§ **What you will do**
Copy the passage about Cleveland's digital divide word for word, from "Tackling the digital" to "its top priority.".

§ **Passage**
Moore “acknowledges that we’re putting in work,” added council member Treyah Gray, a resident of Cleveland. “She’s not afraid to tell the truth.”
Tackling the digital divide
One of the biggest truths Moore and the Youth Council are working to tell today is that of the digital divide, the gulf between those with and without internet access in Cleveland. In some Cleveland neighborhoods, EYEJ has found, as many as 50 percent of homes do not have internet subscriptions. As the COVID-19 pandemic has shifted almost every aspect of life online, notably education and work, the group has made reducing or closing this gap its top priority.
They know firsthand that the free hot-spots and computers provided by schools are helpful but not a long-term solution in homes with multiple children or parents simultaneously conducting work online. They know, anecdotally or firsthand, that children aren’t attending online school or completing work. Moore said she knows students who’ve loitered outside fast-food restaurants just for a few moments of free WiFi, and that every day the divide persists, economic disparities in Northeast Ohio get wider as people fall further and further behind.

§ **Data provided**
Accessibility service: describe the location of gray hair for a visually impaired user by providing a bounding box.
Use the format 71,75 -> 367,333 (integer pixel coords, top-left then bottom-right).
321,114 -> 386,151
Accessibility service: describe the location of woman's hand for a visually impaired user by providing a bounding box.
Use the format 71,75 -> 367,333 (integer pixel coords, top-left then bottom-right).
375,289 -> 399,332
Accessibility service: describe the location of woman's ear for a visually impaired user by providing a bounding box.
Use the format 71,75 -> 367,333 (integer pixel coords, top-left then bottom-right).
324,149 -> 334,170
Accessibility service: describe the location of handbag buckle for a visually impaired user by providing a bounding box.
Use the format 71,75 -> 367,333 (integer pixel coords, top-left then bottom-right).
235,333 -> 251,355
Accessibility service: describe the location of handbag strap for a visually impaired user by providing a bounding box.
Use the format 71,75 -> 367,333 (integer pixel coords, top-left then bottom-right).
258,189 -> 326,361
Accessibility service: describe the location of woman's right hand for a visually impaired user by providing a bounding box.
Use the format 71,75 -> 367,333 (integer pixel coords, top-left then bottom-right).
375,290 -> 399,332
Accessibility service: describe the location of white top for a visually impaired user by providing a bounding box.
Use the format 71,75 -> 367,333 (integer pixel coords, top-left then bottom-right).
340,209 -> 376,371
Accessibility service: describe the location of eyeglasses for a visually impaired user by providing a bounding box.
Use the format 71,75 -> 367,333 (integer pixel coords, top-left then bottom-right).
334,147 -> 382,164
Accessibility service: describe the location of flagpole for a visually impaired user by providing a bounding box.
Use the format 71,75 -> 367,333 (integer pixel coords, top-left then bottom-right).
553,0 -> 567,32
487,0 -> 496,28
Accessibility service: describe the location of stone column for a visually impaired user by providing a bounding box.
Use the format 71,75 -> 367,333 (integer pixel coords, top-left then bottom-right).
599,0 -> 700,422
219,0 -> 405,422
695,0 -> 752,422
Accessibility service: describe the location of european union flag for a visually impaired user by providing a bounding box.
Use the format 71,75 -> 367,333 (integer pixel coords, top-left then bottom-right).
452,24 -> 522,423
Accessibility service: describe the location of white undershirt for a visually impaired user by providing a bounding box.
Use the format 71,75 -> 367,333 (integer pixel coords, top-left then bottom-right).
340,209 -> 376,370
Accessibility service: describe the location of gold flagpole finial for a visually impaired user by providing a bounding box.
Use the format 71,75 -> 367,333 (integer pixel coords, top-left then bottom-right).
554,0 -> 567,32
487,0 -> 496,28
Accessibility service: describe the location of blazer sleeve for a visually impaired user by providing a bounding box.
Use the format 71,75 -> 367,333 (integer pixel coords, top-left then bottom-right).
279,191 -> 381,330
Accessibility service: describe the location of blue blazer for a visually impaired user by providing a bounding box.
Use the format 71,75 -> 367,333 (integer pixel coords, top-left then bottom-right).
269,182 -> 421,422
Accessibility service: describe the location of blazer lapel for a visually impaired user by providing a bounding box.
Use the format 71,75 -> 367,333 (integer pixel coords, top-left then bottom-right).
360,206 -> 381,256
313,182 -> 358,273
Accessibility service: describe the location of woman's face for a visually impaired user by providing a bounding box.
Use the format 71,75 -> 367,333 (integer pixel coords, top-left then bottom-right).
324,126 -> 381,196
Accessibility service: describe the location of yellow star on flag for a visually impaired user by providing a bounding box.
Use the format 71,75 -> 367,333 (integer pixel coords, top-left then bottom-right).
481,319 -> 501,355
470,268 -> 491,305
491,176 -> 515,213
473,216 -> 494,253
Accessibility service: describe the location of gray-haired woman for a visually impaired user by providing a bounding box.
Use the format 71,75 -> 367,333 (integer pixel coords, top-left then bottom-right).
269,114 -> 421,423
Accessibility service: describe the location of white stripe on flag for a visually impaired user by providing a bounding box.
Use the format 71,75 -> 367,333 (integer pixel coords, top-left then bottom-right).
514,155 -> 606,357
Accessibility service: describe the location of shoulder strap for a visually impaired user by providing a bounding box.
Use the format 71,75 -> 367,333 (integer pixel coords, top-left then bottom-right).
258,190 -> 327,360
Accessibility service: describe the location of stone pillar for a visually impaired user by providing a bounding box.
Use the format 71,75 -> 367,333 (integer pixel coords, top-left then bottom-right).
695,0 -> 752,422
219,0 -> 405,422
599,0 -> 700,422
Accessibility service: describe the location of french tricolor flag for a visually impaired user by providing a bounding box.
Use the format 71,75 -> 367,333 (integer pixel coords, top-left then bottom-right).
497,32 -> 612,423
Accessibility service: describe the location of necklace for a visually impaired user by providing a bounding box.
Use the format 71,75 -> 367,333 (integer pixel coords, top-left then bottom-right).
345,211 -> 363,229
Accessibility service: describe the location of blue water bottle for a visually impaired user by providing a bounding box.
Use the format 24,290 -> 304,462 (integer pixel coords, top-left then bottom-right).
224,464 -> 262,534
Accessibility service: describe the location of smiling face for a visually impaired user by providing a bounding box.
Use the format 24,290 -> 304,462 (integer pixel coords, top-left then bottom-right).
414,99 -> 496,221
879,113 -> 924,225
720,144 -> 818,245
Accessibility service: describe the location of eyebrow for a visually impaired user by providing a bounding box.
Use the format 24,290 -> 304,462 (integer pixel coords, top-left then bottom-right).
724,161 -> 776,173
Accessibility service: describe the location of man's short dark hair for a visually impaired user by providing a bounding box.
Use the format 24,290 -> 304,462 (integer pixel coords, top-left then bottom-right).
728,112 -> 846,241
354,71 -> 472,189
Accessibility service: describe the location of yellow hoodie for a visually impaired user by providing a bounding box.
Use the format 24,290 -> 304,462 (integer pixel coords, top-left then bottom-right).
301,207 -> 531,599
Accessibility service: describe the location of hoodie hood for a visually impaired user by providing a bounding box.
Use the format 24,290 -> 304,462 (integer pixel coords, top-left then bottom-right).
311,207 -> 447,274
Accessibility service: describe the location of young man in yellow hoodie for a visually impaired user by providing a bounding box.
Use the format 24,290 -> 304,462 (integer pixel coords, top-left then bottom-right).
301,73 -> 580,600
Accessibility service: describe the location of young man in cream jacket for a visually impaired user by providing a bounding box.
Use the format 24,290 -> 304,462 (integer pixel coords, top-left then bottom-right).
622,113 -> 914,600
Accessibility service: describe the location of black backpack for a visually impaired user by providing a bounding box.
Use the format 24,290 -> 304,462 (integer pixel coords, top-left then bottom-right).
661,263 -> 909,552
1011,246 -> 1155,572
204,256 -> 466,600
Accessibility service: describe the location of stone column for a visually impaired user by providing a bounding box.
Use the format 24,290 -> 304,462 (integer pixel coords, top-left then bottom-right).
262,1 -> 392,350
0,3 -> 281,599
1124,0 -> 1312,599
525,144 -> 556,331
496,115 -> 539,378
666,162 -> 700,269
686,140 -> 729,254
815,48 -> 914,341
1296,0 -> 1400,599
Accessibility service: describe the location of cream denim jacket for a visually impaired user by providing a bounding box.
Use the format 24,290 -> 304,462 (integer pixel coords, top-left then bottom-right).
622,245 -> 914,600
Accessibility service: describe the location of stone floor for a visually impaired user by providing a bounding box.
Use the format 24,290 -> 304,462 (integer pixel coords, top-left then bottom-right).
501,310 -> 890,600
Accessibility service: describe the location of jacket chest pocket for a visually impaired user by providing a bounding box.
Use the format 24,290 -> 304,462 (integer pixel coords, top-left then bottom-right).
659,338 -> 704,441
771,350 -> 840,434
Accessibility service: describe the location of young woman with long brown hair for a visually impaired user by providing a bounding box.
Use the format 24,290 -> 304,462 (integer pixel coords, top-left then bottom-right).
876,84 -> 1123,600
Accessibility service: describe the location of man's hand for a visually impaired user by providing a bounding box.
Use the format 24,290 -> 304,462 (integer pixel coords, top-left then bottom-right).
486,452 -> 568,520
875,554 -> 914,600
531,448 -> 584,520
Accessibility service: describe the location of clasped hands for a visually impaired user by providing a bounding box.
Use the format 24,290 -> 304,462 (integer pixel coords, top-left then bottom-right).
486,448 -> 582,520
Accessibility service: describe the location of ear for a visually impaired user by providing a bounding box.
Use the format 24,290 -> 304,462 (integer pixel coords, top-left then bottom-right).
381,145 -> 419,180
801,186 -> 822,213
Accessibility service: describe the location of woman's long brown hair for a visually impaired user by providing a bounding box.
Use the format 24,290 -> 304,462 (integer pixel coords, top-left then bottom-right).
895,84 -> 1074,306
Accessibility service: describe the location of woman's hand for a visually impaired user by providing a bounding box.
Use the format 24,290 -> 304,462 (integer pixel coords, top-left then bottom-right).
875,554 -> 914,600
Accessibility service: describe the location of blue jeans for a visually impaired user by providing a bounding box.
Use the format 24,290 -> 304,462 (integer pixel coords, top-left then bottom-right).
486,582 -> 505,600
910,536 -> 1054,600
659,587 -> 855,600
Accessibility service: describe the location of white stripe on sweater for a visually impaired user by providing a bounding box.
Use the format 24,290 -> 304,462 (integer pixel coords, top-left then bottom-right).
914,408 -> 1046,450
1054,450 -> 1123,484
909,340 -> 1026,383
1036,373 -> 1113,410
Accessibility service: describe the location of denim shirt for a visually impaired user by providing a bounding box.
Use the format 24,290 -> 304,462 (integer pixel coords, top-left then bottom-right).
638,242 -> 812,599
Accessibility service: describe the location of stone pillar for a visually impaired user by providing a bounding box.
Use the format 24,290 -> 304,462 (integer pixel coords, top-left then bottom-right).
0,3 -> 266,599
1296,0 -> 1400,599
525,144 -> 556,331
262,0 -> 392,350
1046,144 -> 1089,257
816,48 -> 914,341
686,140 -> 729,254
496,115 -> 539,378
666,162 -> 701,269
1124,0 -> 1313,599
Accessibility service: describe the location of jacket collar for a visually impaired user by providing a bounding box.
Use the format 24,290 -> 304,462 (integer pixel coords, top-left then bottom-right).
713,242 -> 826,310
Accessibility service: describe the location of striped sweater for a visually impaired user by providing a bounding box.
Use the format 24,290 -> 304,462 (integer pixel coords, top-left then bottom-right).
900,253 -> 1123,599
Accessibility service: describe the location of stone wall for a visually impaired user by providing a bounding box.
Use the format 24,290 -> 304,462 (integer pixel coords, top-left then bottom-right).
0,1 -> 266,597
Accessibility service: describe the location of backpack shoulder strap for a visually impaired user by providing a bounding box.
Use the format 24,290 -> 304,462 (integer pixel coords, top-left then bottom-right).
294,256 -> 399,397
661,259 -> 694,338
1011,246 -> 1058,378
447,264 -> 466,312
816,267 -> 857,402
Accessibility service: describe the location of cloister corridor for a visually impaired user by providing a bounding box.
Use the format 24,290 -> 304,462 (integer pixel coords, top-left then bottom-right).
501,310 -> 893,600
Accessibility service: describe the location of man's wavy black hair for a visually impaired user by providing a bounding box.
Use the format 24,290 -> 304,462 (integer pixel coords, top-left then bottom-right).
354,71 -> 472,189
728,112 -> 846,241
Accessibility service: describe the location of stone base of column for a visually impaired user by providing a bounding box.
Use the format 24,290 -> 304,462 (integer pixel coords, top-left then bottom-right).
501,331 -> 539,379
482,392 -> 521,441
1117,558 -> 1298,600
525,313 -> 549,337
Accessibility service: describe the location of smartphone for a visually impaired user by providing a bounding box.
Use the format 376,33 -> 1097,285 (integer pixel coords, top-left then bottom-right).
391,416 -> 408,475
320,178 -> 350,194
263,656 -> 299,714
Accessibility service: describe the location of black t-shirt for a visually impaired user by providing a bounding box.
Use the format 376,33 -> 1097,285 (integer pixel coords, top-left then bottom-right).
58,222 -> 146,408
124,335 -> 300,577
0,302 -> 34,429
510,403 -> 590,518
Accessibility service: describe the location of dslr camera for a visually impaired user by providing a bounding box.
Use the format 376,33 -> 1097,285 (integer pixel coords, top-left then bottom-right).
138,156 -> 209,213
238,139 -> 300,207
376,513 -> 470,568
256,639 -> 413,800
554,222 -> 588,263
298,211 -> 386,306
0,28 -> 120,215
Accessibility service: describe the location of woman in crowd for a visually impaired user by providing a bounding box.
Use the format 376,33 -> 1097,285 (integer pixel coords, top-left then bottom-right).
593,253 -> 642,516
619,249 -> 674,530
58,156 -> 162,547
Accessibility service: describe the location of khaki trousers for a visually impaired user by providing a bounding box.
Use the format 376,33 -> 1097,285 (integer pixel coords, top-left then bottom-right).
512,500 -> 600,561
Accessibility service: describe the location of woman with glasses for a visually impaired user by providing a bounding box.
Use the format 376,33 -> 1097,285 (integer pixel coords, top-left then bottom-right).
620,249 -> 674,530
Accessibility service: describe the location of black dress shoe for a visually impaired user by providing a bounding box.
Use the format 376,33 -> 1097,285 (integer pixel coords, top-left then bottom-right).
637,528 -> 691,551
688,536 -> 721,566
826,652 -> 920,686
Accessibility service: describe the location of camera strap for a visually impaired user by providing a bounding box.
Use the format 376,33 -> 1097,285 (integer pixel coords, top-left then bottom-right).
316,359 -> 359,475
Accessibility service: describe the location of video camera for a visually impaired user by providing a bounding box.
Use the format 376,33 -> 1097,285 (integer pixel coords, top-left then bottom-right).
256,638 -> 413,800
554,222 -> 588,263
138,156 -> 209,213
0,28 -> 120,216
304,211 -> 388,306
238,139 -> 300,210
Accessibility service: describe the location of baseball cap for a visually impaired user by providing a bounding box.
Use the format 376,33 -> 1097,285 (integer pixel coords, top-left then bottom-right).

§ **Answer space**
Tackling the digital divide
One of the biggest truths Moore and the Youth Council are working to tell today is that of the digital divide, the gulf between those with and without internet access in Cleveland. In some Cleveland neighborhoods, EYEJ has found, as many as 50 percent of homes do not have internet subscriptions. As the COVID-19 pandemic has shifted almost every aspect of life online, notably education and work, the group has made reducing or closing this gap its top priority.